→ **YOUR OBJECTIVE**
Search the material for the string "white", then show every line where it turns up.

→ **SUPPLIED MATERIAL**
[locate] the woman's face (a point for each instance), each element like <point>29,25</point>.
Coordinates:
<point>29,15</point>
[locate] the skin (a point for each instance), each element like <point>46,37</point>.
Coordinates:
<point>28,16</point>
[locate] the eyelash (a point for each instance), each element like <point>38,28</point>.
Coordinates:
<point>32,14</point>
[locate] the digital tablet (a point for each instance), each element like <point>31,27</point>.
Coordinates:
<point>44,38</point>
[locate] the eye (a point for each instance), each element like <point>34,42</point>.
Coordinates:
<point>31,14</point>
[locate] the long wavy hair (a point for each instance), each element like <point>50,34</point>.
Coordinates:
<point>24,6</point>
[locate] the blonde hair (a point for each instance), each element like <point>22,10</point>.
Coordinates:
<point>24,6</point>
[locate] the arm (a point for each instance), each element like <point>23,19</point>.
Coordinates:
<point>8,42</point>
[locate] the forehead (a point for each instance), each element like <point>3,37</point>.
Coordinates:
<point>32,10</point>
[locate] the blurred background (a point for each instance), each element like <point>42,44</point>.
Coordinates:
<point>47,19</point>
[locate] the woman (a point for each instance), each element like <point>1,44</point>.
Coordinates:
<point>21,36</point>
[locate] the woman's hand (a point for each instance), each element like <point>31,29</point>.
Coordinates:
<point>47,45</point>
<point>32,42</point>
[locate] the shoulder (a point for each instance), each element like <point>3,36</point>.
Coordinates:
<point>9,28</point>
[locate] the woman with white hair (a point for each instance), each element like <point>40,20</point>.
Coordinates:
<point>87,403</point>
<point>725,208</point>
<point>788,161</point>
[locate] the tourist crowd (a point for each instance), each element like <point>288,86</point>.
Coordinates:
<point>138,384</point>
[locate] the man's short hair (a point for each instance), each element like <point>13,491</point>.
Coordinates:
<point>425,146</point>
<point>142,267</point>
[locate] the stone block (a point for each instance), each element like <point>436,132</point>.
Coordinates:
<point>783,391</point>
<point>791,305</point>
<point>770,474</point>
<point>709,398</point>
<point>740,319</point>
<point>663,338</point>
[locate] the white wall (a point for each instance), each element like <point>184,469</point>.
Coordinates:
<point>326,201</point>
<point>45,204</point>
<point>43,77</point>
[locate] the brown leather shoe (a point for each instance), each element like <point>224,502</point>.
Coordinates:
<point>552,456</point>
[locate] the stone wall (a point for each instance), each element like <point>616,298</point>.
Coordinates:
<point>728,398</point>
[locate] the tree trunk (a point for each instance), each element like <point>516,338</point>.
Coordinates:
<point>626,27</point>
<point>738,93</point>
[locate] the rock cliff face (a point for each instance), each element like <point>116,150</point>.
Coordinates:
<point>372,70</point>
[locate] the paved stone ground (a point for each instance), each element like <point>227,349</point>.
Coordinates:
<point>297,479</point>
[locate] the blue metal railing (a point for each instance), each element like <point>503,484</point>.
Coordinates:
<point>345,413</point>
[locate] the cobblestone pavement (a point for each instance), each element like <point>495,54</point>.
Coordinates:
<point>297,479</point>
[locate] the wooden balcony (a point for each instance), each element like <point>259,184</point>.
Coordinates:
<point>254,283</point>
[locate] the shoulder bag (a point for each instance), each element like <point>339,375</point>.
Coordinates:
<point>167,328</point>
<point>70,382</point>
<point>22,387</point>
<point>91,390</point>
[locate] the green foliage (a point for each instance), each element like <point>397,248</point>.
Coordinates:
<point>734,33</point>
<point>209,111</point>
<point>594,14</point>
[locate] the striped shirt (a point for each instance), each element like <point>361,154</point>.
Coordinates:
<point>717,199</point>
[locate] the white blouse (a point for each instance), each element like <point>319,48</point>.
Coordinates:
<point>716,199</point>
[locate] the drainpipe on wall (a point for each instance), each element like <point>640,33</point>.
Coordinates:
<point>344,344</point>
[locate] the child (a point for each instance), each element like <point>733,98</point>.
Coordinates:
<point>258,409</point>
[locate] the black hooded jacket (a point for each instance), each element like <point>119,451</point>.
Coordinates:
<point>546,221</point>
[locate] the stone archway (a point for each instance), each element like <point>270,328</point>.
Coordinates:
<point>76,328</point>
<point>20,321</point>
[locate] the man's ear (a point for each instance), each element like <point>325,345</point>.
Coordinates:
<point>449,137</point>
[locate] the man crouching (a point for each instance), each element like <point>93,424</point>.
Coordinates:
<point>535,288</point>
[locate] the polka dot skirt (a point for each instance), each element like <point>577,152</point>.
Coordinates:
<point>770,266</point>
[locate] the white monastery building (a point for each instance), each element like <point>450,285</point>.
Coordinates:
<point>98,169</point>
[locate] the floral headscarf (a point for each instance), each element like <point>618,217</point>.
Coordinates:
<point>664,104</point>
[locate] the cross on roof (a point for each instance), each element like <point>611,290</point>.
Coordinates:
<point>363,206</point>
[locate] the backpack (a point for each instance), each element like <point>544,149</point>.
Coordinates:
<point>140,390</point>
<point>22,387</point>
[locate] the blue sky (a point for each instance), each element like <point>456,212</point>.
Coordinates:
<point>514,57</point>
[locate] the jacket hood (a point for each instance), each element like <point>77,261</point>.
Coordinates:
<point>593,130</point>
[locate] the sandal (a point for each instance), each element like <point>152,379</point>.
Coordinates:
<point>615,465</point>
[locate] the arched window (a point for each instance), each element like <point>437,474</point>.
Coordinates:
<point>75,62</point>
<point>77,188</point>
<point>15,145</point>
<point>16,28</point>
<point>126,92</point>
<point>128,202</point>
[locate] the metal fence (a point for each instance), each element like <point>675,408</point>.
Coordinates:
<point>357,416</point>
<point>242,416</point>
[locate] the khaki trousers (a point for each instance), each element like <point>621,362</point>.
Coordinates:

→ **RESULT OF THIS TASK**
[locate] the woman with white hair (a point for each instance), each element like <point>40,20</point>.
[locate] the white wall (a point for each instance), each element like <point>184,469</point>.
[locate] the white blouse (a point for each instance), each element like <point>319,48</point>.
[locate] the white monastery building (a point for each instance), each element like <point>450,285</point>.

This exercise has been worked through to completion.